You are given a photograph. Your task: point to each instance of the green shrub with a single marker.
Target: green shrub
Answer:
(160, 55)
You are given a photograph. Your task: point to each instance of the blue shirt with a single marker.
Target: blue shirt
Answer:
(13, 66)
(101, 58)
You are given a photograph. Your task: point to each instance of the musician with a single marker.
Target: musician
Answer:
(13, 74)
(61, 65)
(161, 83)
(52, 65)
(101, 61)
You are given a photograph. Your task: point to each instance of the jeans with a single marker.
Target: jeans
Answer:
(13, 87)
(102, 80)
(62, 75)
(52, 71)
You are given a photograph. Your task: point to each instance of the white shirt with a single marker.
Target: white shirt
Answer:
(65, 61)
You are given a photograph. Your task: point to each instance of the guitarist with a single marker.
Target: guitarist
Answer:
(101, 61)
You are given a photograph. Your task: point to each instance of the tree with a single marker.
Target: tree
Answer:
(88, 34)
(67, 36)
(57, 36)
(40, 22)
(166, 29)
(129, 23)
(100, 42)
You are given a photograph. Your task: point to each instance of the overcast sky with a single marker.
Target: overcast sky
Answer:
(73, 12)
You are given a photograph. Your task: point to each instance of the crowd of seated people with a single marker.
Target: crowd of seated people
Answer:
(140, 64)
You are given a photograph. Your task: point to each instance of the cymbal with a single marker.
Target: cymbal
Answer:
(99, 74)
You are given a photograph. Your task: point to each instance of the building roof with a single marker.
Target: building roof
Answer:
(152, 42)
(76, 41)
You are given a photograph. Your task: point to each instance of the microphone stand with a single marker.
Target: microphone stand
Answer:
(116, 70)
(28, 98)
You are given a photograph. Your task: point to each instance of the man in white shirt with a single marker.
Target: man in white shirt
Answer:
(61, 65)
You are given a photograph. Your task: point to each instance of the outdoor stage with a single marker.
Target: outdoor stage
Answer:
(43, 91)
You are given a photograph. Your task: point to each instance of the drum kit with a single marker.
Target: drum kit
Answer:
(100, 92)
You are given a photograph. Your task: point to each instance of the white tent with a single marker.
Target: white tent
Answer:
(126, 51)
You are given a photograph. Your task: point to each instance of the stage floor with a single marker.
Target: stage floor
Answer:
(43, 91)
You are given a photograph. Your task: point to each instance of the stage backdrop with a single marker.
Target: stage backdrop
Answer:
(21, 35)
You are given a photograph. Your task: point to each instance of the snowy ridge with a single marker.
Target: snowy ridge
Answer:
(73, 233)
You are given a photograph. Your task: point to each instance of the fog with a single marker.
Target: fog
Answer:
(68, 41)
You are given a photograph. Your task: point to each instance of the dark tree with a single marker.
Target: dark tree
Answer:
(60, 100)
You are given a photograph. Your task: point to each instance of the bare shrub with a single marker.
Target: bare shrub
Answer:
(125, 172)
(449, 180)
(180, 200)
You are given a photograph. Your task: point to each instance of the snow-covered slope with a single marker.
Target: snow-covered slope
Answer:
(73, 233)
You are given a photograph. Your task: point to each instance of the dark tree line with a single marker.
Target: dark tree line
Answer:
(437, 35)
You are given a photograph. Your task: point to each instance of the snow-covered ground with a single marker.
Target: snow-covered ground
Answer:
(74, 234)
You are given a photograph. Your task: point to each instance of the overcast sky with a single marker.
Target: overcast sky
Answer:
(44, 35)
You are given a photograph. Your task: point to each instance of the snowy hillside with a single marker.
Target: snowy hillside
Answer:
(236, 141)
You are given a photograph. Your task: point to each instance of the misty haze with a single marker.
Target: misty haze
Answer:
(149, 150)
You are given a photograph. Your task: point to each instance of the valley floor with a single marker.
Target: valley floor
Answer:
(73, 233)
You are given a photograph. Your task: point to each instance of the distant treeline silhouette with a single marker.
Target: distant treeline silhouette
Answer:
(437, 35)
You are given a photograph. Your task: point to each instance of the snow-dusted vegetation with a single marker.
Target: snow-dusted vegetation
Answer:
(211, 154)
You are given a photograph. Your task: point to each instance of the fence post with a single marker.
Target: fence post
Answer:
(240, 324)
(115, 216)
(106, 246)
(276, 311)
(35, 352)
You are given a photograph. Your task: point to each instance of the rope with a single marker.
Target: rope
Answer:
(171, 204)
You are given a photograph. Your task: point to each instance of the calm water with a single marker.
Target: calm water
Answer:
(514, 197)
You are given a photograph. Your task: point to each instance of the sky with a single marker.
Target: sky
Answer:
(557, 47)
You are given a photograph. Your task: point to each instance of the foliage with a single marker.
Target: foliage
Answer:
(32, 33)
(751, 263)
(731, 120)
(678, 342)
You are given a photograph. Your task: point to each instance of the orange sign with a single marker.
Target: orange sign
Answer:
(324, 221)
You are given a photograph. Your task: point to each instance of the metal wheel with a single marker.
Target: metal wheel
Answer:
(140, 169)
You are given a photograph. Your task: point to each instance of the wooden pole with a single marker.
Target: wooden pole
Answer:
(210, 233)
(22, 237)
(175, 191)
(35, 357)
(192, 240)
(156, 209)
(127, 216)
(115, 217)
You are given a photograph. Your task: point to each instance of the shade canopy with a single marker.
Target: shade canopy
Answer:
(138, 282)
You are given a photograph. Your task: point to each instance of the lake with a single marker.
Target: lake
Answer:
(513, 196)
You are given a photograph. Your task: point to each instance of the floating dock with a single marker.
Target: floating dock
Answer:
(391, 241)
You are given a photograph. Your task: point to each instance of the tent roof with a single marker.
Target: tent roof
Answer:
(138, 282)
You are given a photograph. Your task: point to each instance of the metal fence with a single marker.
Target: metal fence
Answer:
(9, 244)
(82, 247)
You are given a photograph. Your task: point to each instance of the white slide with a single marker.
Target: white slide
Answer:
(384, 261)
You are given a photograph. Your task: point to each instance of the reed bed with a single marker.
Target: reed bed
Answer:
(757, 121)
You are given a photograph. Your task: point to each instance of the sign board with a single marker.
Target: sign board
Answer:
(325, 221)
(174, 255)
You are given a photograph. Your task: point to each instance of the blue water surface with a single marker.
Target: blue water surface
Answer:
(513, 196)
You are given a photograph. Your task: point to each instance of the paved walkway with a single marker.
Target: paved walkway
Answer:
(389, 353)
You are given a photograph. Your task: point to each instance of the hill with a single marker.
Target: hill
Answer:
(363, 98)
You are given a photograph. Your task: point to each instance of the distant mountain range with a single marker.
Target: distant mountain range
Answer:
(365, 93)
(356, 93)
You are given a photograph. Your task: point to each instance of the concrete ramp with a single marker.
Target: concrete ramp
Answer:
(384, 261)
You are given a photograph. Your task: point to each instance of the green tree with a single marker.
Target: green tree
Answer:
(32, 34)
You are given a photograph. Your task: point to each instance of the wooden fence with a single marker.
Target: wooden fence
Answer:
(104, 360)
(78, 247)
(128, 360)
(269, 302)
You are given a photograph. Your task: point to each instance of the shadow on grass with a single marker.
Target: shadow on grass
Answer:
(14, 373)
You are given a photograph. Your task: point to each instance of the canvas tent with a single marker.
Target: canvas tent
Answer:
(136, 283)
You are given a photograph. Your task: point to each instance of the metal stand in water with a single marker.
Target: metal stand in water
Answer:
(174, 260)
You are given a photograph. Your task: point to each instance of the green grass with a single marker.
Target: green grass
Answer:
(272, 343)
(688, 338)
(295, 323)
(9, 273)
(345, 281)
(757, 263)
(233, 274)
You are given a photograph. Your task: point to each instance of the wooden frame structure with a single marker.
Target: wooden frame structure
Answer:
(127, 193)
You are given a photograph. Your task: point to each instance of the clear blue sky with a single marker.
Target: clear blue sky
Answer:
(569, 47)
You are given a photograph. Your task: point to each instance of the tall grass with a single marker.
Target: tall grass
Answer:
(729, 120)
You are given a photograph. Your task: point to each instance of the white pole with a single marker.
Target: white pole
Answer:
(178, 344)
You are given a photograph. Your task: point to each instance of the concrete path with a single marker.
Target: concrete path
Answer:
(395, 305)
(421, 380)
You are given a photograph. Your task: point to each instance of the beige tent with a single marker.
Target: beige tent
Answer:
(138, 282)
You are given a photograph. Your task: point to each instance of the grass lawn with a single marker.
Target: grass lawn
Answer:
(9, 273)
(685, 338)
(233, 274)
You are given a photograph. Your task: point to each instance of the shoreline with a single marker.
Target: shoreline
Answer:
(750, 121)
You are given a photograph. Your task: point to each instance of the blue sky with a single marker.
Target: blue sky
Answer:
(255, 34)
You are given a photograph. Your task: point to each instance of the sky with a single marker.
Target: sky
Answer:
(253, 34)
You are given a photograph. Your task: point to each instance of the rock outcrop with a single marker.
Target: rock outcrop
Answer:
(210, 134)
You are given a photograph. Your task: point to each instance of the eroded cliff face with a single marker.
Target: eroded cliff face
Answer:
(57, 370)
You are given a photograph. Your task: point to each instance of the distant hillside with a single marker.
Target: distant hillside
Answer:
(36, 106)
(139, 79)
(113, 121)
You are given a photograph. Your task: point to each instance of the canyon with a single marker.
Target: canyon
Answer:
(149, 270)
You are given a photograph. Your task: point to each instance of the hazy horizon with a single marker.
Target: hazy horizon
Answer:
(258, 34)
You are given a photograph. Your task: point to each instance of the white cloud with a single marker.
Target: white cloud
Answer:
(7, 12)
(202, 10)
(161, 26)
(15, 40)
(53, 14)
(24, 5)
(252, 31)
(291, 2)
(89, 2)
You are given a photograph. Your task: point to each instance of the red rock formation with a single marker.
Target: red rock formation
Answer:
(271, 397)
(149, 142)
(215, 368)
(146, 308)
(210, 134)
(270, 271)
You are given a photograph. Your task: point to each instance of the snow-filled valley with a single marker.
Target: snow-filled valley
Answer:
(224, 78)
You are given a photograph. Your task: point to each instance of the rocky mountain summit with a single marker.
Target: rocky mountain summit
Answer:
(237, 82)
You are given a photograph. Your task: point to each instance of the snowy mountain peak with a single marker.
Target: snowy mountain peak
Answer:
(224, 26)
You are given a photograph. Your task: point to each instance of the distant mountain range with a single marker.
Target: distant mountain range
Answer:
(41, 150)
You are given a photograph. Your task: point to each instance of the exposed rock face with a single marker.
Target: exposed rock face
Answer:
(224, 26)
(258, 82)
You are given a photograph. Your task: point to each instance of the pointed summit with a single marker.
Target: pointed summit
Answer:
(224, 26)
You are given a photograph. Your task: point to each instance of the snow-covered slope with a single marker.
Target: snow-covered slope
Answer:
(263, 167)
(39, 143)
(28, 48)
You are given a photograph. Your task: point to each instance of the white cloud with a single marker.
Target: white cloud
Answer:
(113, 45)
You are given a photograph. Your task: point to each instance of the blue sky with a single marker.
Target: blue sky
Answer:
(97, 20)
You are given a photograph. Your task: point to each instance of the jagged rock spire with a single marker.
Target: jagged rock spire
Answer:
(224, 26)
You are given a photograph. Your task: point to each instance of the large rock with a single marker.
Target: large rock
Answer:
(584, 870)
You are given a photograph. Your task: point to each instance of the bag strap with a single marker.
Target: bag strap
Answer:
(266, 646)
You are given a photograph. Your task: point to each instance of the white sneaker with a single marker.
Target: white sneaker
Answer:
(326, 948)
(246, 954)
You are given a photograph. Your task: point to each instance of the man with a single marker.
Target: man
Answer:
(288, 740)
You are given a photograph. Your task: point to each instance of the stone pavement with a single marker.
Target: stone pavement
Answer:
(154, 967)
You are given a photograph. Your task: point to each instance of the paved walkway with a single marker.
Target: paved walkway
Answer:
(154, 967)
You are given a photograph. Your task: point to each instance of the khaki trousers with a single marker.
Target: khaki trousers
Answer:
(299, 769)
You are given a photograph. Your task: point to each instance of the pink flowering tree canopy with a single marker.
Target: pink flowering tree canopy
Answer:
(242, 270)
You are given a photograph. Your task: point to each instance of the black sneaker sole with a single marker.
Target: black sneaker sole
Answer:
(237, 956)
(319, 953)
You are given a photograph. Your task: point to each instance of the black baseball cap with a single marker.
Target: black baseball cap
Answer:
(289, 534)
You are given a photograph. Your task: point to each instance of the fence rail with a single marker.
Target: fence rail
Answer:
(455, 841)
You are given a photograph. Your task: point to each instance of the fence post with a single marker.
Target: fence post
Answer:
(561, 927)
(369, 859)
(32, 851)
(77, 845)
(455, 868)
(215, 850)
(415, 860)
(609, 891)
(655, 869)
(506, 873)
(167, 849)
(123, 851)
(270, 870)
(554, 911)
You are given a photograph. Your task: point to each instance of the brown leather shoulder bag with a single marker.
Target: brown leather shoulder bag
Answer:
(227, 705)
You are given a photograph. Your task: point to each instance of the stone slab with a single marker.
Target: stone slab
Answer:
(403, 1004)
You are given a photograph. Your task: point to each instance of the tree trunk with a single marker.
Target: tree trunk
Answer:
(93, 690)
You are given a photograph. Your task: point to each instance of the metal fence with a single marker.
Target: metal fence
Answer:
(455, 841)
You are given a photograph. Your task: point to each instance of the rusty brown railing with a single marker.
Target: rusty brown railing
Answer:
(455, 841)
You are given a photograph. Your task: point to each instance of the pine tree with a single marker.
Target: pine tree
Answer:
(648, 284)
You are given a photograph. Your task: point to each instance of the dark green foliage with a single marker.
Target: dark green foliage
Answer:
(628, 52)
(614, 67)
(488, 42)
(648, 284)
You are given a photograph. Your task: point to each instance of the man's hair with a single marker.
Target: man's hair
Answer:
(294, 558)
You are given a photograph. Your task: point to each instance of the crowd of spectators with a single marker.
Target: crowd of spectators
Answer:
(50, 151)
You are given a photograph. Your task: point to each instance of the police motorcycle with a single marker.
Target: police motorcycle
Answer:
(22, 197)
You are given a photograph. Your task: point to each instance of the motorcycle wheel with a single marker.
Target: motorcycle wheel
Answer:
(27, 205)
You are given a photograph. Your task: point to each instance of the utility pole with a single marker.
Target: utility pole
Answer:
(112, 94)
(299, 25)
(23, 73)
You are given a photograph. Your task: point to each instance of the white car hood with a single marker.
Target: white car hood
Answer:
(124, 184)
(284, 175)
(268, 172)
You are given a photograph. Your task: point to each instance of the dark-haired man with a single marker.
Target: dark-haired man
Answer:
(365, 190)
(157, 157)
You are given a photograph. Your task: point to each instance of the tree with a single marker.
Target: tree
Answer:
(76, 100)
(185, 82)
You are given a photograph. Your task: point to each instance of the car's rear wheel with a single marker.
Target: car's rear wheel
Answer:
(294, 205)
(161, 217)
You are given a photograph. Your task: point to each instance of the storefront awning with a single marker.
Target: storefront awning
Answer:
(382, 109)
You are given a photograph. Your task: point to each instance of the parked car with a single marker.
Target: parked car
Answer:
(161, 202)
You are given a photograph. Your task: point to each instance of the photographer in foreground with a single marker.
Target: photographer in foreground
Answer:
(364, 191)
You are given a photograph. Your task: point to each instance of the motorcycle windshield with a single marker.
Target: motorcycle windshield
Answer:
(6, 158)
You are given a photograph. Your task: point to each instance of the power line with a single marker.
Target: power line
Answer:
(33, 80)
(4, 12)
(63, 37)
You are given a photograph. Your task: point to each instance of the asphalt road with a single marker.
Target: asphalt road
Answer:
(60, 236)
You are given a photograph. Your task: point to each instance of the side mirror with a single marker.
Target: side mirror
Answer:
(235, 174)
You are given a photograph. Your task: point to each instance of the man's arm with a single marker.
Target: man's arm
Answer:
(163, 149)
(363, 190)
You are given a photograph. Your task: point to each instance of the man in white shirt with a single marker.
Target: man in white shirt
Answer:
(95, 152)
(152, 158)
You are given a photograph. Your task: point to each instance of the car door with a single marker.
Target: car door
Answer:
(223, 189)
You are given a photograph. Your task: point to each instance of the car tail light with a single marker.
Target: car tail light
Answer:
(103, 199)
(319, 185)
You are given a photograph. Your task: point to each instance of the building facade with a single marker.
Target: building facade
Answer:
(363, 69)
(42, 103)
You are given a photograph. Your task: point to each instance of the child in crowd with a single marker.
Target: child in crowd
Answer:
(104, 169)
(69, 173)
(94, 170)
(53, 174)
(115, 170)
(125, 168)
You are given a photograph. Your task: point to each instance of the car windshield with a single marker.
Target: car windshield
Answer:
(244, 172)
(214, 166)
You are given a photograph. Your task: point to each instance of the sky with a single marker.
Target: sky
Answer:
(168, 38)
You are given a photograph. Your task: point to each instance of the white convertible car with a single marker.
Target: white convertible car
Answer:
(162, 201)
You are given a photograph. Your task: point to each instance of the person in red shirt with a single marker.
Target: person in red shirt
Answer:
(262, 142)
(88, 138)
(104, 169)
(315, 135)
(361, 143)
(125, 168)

****

**EXERCISE AIM**:
Nothing but an exact copy of the lines from the first one above through the line holding "Target: musician" should be returned.

**SOLUTION FOR THIS EXERCISE**:
You are given a photograph. Your task: point to each instance of the green shrub with a single marker.
Target: green shrub
Answer:
(160, 55)
You are given a photograph. Your task: point to each instance of the blue shirt with a single marker.
Target: blue shirt
Answer:
(13, 66)
(101, 58)
You are given a photograph. Your task: point to each instance of the musician with a single marker.
Target: musician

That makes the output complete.